— READING TEXT —
/---
To begin the final week of September, the Dow rises 71 points, but the S&P and Nasdaq fall.


To begin the final week of September, the Dow rises 71 points, but the S&P and Nasdaq fall.

The Dow Jones Industrial Average began the week in positive territory, while the other two major indices fell.

The blue-chip Dow gained 71.37 points, or 0.22 percent, on the day, while the S&P 500 dipped 0.28 percent and the Nasdaq Composite fell 0.52 percent.

JPMorgan Chase stock soared 2.42 percent, Goldman Sachs gained 2.29 percent, and Citigroup increased 1.52 percent on Monday as the 10-year Treasury yield temporarily rose above 1.5 percent.

“We feel that these [bond market]movements have sparked another ‘Value Rip’ in equities markets. In the weeks ahead, we believe the direction of longer-term interest rates will continue to be the most important driver of market returns, sector rotation, and thematic performance,” Wolfe Research’s Chris Senyek wrote in a note.

Occidental Petroleum gained 7.44 percent, and Exxon Mobil gained 2.97 percent, as West Texas Intermediate crude soared beyond $75 a barrel on Monday.

The market was dragged down by tech firms, with Amazon losing 0.58 percent. Morgan Stanley cut its price objective for the stock from $4,300 to $4,100, citing increased labor costs as the reason.
\---
— DATASET EXCERPT —
/---
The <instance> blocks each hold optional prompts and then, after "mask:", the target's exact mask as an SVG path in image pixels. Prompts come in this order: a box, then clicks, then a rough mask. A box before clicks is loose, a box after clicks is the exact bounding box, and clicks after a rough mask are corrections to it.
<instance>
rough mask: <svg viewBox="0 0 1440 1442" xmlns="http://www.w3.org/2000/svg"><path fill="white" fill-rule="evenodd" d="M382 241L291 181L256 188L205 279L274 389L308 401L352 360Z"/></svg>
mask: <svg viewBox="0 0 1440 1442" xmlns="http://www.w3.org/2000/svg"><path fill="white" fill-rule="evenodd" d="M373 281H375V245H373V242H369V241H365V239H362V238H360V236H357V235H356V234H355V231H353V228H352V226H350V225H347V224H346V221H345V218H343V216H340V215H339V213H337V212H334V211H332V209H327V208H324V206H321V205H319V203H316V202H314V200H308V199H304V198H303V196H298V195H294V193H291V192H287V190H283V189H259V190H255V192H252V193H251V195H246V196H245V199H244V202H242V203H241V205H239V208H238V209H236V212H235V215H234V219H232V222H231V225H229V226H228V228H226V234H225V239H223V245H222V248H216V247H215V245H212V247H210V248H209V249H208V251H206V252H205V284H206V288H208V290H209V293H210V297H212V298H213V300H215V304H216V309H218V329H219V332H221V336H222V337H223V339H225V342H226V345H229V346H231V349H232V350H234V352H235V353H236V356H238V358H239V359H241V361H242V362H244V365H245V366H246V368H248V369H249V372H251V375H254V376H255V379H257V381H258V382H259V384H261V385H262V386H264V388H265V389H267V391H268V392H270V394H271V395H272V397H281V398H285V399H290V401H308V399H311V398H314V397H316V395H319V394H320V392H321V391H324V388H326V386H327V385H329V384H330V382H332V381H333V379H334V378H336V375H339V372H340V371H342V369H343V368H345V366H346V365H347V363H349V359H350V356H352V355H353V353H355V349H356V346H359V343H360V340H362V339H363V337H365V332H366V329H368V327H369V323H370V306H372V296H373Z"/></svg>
\---
— ACTIVITIES —
[1] Rewrite the paragraph of the market report that begins "The market was dragged down" as a short bulleted list that keeps its main facts.
[2] Answer these questions from the market report:
(a) By how many points did the Dow rise on the day?
(b) What level did the 10-year Treasury yield briefly rise above?
(c) What firm does Chris Senyek work for?
[3] Carry on the market report from its last sentence.
The listing has nothing to do with the market report.

— ANSWERS FOR THE EXERCISE —
[1]
- Tech firms pulled the market down.
- Amazon lost 0.58 percent.
- Morgan Stanley cut its price objective for the stock from $4,300 to $4,100 and cited increased labor costs.

[2]
(a) 71.37 points
(b) 1.5 percent
(c) Wolfe Research

[3]
Nvidia, a chipmaker, sank 1.91 percent, while Apple slid 1.05 percent and Alphabet, Google’s parent firm, fell 0.8 percent.

Investors were also keeping a tight eye on Washington, where lawmakers were preparing to vote on a broad infrastructure bill, President Joe Biden’s $3.5 trillion spending bill, and a bill to avoid a government shutdown at the beginning of October while simultaneously suspending the debt ceiling.

“The longer Democrats pursue this approach, our political economist believes the likelihood of a government shutdown increases,” said David Kostin, Goldman Sachs’ senior U.S. stock strategist. “However, since 1980, we have found no notable persistent reaction of the S&P 500 to government shutdowns.”